Work to be completed → I'd like every entry returned exactly as it is, with the images left out.

(Extracted entries begins)

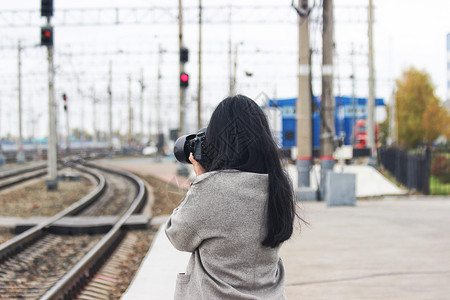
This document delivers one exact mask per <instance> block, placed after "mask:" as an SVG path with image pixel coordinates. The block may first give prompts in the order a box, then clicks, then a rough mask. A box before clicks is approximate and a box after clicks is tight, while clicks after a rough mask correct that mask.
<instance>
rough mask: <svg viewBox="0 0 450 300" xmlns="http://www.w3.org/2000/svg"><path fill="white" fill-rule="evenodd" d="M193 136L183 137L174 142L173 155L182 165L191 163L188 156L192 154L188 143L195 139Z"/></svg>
mask: <svg viewBox="0 0 450 300" xmlns="http://www.w3.org/2000/svg"><path fill="white" fill-rule="evenodd" d="M195 136H196V135H195V134H190V135H183V136H180V137H179V138H178V139H177V140H176V142H175V146H174V147H173V153H174V154H175V158H176V159H177V160H178V161H179V162H181V163H183V164H190V163H191V162H190V161H189V154H190V153H191V152H192V150H191V149H190V148H191V147H190V141H191V140H192V139H193V138H195Z"/></svg>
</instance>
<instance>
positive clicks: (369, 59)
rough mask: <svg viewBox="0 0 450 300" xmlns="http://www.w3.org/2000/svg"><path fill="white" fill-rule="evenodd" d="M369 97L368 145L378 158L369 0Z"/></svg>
mask: <svg viewBox="0 0 450 300" xmlns="http://www.w3.org/2000/svg"><path fill="white" fill-rule="evenodd" d="M368 31H369V34H368V35H369V56H368V60H369V97H368V99H367V146H368V147H369V148H370V152H371V158H372V159H373V158H376V155H377V152H376V141H375V71H374V63H373V7H372V0H369V30H368Z"/></svg>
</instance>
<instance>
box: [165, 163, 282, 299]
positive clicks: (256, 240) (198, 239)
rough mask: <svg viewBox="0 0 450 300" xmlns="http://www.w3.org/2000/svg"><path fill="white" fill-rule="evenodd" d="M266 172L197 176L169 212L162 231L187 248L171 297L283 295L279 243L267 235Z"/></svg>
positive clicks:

(Extracted entries ends)

Written solution →
This document delivers one exact mask per <instance> block, placed after "mask:" as an SVG path with image pixel coordinates. The block may first give prompts in the order a box, then clicks, then a rough mask. A box before clicks is approximate and a box after clicks is tight, while clicks after a rough mask correct that mask.
<instance>
rough mask: <svg viewBox="0 0 450 300" xmlns="http://www.w3.org/2000/svg"><path fill="white" fill-rule="evenodd" d="M193 136L183 137L174 142L173 155L182 165L191 163L188 156L192 154L188 143L195 139Z"/></svg>
mask: <svg viewBox="0 0 450 300" xmlns="http://www.w3.org/2000/svg"><path fill="white" fill-rule="evenodd" d="M195 136H196V135H195V134H190V135H183V136H180V137H179V138H178V139H177V140H176V142H175V146H174V147H173V153H174V154H175V158H176V159H177V160H178V161H179V162H181V163H183V164H190V163H191V162H190V161H189V154H190V153H191V152H192V150H191V149H190V148H191V147H190V141H191V140H192V139H193V138H195Z"/></svg>
</instance>
<instance>
positive clicks: (369, 59)
rough mask: <svg viewBox="0 0 450 300" xmlns="http://www.w3.org/2000/svg"><path fill="white" fill-rule="evenodd" d="M369 97L368 145L378 158L369 0Z"/></svg>
mask: <svg viewBox="0 0 450 300" xmlns="http://www.w3.org/2000/svg"><path fill="white" fill-rule="evenodd" d="M368 31H369V34H368V35H369V56H368V60H369V97H368V99H367V146H368V147H369V148H370V152H371V158H372V159H373V158H376V155H377V152H376V141H375V71H374V63H373V7H372V0H369V30H368Z"/></svg>
</instance>
<instance>
box: [165, 163, 282, 299]
positive clicks: (256, 240) (198, 239)
rough mask: <svg viewBox="0 0 450 300" xmlns="http://www.w3.org/2000/svg"><path fill="white" fill-rule="evenodd" d="M266 172L197 176L169 212L162 231L187 248L171 297L283 295L279 243L267 235Z"/></svg>
positive clicks:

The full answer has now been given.